* **AIM OF THE EXERCISE**: Convert everything in the material below, from the line that contains "Provide the mask of every instance of the **fluted" down to the line that contains "93 L 83 103", both lines included, into a JSON list of strings with one string per line and no blank lines.

* **MATERIAL PROVIDED**:
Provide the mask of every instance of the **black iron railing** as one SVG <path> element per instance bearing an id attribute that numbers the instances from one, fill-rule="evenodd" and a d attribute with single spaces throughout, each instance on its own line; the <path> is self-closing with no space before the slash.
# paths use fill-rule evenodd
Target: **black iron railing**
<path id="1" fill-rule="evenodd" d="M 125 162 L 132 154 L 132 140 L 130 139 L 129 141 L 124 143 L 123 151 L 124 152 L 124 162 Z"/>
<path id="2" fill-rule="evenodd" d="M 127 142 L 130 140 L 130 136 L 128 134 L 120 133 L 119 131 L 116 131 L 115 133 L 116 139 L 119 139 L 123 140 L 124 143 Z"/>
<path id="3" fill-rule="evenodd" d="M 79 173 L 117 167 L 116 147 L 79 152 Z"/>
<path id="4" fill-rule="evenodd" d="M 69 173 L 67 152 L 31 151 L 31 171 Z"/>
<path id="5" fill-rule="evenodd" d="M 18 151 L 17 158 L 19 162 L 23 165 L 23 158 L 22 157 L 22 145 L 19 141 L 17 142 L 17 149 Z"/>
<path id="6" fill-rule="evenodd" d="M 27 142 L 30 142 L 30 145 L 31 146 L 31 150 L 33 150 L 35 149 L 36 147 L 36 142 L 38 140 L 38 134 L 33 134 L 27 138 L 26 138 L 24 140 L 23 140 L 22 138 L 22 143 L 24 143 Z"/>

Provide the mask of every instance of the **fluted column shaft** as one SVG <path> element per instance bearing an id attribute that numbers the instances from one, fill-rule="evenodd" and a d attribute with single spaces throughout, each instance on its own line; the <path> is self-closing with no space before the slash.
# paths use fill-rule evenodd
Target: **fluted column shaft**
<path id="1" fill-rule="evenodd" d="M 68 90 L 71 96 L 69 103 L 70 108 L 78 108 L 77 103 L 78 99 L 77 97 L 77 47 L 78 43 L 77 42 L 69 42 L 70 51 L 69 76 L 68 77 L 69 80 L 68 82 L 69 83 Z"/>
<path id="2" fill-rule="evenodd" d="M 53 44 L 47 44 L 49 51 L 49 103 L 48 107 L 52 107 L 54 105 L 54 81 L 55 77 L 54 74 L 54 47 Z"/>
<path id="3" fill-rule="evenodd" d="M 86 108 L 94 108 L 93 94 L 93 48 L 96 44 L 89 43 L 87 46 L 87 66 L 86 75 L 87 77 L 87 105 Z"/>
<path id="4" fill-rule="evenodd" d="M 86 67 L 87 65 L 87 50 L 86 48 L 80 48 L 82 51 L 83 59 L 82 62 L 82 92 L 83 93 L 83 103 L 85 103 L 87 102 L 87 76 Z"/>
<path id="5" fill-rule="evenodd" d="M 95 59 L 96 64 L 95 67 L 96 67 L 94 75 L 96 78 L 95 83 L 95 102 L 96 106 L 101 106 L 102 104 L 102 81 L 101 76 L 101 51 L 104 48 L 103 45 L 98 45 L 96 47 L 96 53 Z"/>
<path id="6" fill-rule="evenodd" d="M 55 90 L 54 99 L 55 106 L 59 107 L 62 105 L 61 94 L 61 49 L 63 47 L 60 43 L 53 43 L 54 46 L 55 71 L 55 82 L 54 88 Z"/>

* **EXERCISE RESPONSE**:
[
  "Provide the mask of every instance of the **fluted column shaft** as one SVG <path> element per instance bearing an id attribute that numbers the instances from one, fill-rule=\"evenodd\" and a d attribute with single spaces throughout, each instance on its own line; the <path> is self-closing with no space before the slash.",
  "# paths use fill-rule evenodd",
  "Target: **fluted column shaft**",
  "<path id=\"1\" fill-rule=\"evenodd\" d=\"M 68 90 L 71 96 L 69 103 L 70 108 L 78 108 L 77 103 L 78 99 L 77 97 L 77 47 L 78 43 L 77 42 L 69 42 L 70 51 L 69 76 L 68 77 L 69 80 L 68 82 L 69 83 Z\"/>",
  "<path id=\"2\" fill-rule=\"evenodd\" d=\"M 53 44 L 47 44 L 49 51 L 49 103 L 48 107 L 52 107 L 54 105 L 54 81 L 55 77 L 54 74 L 54 47 Z\"/>",
  "<path id=\"3\" fill-rule=\"evenodd\" d=\"M 86 108 L 94 108 L 93 94 L 93 48 L 96 44 L 89 43 L 87 46 L 87 66 L 86 75 L 87 77 L 87 105 Z\"/>",
  "<path id=\"4\" fill-rule=\"evenodd\" d=\"M 86 67 L 87 65 L 87 50 L 86 48 L 80 48 L 82 51 L 83 59 L 82 62 L 82 92 L 83 93 L 83 103 L 85 103 L 87 102 L 87 76 Z\"/>"
]